[Text excerpt]:

[afnog] privacy vs caching
Alan Barrett
apb at cequrux.com
Mon Dec 22 09:31:33 UTC 2014
On Sun, 21 Dec 2014, Randy Bush wrote:
> caching is very difficult with end-to-end encryption as the
> cache does not have the private keys of the server. the ietf is
> in a bit of a muddle on this. should one allow middle-boxes to
> break the encryption and fake it?
I would be upset with a connectivity provider who broke
encryption, faked certificates or otherwise interfered with the
end to end model. I go so far as being upset with providers who
redirect TCP port 80 to a "transparent" proxy. If you have a
proxy, then I will be happy to configure it as an upstream for
my browser or for my own proxy, and I'll also be happy if you
announce it in DHCP or other configuration protocols, and I'll be
happy if my browser automatically uses your proxy (provided I can
control whether or not the autoconfiguration method is used), but
I won't be happy if my packet to TCP port 80 up going somewhere
other than the requested destination.

[Extracted records]:
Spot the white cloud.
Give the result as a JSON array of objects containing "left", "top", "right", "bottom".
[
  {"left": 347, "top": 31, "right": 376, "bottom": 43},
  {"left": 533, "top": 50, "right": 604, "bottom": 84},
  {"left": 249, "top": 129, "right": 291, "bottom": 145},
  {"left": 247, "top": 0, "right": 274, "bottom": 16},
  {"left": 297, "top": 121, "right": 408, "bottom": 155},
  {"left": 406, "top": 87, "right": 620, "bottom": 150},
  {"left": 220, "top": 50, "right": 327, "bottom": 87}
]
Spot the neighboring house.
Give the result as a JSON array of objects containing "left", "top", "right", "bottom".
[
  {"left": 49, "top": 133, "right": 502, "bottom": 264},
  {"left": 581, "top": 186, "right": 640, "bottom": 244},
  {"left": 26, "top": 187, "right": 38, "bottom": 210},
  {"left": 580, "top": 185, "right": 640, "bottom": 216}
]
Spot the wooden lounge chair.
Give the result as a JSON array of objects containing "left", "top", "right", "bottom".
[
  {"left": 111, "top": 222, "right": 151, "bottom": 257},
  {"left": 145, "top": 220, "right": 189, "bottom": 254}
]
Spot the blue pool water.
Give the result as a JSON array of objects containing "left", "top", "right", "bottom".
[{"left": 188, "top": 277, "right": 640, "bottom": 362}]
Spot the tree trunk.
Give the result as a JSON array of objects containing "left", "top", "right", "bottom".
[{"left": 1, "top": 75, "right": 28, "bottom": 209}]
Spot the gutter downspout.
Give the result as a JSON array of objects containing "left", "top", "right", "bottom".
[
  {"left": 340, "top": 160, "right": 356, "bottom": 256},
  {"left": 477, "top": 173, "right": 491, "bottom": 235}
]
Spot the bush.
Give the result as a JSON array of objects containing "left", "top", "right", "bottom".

[Objective]:
Answer these questions about the mailing-list message on privacy vs caching.
(a) Why does the quoted passage say caching is difficult with end-to-end encryption?
(b) Which TCP port does the writer mention providers redirecting to a "transparent" proxy?
(c) On what condition would the writer be happy for the browser to use the provider's proxy automatically?

[Task solution]:
(a) The cache does not have the private keys of the server.
(b) TCP port 80.
(c) The writer must be able to control whether or not the autoconfiguration method is used.